(Dataset entries)
_____

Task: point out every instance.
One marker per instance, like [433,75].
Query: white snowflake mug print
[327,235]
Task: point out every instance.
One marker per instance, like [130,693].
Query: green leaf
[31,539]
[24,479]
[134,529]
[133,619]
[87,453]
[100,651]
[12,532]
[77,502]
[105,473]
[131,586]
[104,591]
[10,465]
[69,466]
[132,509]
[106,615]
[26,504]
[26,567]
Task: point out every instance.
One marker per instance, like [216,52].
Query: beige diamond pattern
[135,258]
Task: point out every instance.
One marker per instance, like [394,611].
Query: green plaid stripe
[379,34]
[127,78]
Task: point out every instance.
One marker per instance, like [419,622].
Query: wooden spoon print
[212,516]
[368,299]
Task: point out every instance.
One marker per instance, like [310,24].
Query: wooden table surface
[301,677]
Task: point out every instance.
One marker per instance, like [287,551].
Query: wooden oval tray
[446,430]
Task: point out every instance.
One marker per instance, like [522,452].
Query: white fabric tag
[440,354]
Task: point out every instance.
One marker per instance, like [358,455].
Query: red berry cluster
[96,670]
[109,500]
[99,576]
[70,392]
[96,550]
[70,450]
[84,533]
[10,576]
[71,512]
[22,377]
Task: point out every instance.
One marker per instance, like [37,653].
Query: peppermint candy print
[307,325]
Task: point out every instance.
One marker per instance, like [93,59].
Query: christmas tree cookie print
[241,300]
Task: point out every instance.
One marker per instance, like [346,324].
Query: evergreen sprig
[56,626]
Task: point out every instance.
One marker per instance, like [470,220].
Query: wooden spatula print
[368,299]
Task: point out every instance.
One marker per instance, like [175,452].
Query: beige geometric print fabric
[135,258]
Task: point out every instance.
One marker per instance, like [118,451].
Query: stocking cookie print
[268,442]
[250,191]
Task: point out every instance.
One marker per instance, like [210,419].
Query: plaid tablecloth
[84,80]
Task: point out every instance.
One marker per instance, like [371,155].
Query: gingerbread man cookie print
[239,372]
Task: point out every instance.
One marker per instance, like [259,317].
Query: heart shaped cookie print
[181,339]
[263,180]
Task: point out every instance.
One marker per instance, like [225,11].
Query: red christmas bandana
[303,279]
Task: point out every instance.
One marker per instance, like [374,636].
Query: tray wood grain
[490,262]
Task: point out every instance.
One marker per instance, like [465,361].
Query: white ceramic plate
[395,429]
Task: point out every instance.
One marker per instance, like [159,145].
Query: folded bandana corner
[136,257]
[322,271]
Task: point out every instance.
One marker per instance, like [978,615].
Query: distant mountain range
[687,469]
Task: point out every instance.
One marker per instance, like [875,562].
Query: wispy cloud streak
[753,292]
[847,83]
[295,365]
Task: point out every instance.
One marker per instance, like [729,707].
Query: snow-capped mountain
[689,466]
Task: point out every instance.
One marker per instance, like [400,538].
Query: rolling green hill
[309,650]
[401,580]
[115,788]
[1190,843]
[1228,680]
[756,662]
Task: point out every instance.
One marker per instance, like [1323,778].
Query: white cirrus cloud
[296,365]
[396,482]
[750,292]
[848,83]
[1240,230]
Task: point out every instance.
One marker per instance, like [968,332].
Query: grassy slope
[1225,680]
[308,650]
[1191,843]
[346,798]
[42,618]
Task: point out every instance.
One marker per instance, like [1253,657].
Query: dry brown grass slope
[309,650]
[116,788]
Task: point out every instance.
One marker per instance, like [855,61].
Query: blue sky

_____

▸ **Task objective**
The entries above should be set down again exactly as they appear.

▸ **Result of this task**
Task: point out every instance.
One marker per instance, like [433,75].
Query: white snowflake mug print
[327,235]
Task: point out every instance.
One marker per instance, like [130,693].
Query: green leaf
[31,539]
[24,479]
[134,529]
[133,619]
[87,453]
[100,651]
[12,532]
[77,502]
[105,473]
[131,586]
[104,591]
[10,465]
[69,466]
[132,509]
[106,615]
[26,504]
[26,567]
Task: point out every instance.
One marker per instance, like [216,52].
Query: beige diamond pattern
[135,258]
Task: point out every instance.
One marker per instance, like [394,611].
Query: green plaid stripe
[379,34]
[127,78]
Task: point out every instance.
One marker per instance, like [419,622].
Query: wooden spoon print
[212,516]
[368,299]
Task: point out every instance.
One marker per instance, like [310,24].
Query: wooden table surface
[301,677]
Task: point out every instance.
One marker per instance, like [287,551].
Query: wooden oval tray
[446,430]
Task: point out every instance.
One marker per instance, like [522,452].
Query: white fabric tag
[440,354]
Task: point out every instance.
One marker per instance, like [358,455].
Query: red berry cluster
[96,670]
[109,500]
[99,576]
[70,392]
[96,550]
[70,450]
[84,533]
[10,576]
[71,512]
[22,377]
Task: point out every instance.
One marker per instance, like [37,653].
Query: peppermint candy print
[307,325]
Task: point out every instance.
One marker per instance, like [93,59].
Query: christmas tree cookie print
[241,300]
Task: point out every instance.
One marker per instance, like [346,324].
Query: evergreen sprig
[56,626]
Task: point out every instance.
One marker per instance, like [470,220].
Query: wooden spatula print
[368,299]
Task: point out every instance.
One marker per instance, like [175,452].
Query: beige geometric print fabric
[135,258]
Task: point out every instance.
One marker per instance, like [118,451].
Query: stocking cookie print
[268,442]
[250,191]
Task: point out every instance.
One marker per instance, like [210,419].
Query: plaid tablecloth
[84,80]
Task: point out every instance.
One marker per instance, like [371,155].
Query: gingerbread man cookie print
[239,372]
Task: point out every instance.
One marker per instance, like [259,317].
Query: heart shaped cookie print
[181,339]
[263,180]
Task: point out every instance.
One marker per instance, like [225,11].
Query: red christmas bandana
[303,279]
Task: point out every instance.
One marker per instance, like [374,636].
Query: tray wood grain
[490,262]
Task: point out every instance.
One marker per instance, like [465,361].
Query: white ceramic plate
[395,429]
Task: point out every instance.
One marker per instance, like [159,145].
Query: folded bandana corner
[136,257]
[322,271]
Task: point out every instance.
One marker per instance, like [978,615].
Query: distant mountain range
[687,469]
Task: point out every instance.
One marker per instance, like [875,562].
Query: wispy cloud streak
[753,292]
[847,83]
[295,365]
Task: point out every instance.
One marker per instance, like [729,707].
Query: snow-capped mountain
[689,466]
Task: point out every instance.
One marker per instance, like [400,538].
Query: rolling green hill
[309,650]
[401,580]
[115,788]
[1190,843]
[1228,680]
[756,662]
Task: point out every instance.
One marker per instance, like [1323,778].
Query: white cirrus cloud
[296,365]
[396,482]
[750,292]
[848,83]
[1240,230]
Task: point out every instance.
One marker per instance, like [968,332].
Query: grassy slope
[1225,680]
[308,650]
[1191,843]
[346,798]
[42,618]
Task: point out every instance.
One marker per instance, like [1253,657].
Query: dry brown grass slope
[309,650]
[116,788]
Task: point out every instance.
One marker per instance, like [855,61].
Query: blue sky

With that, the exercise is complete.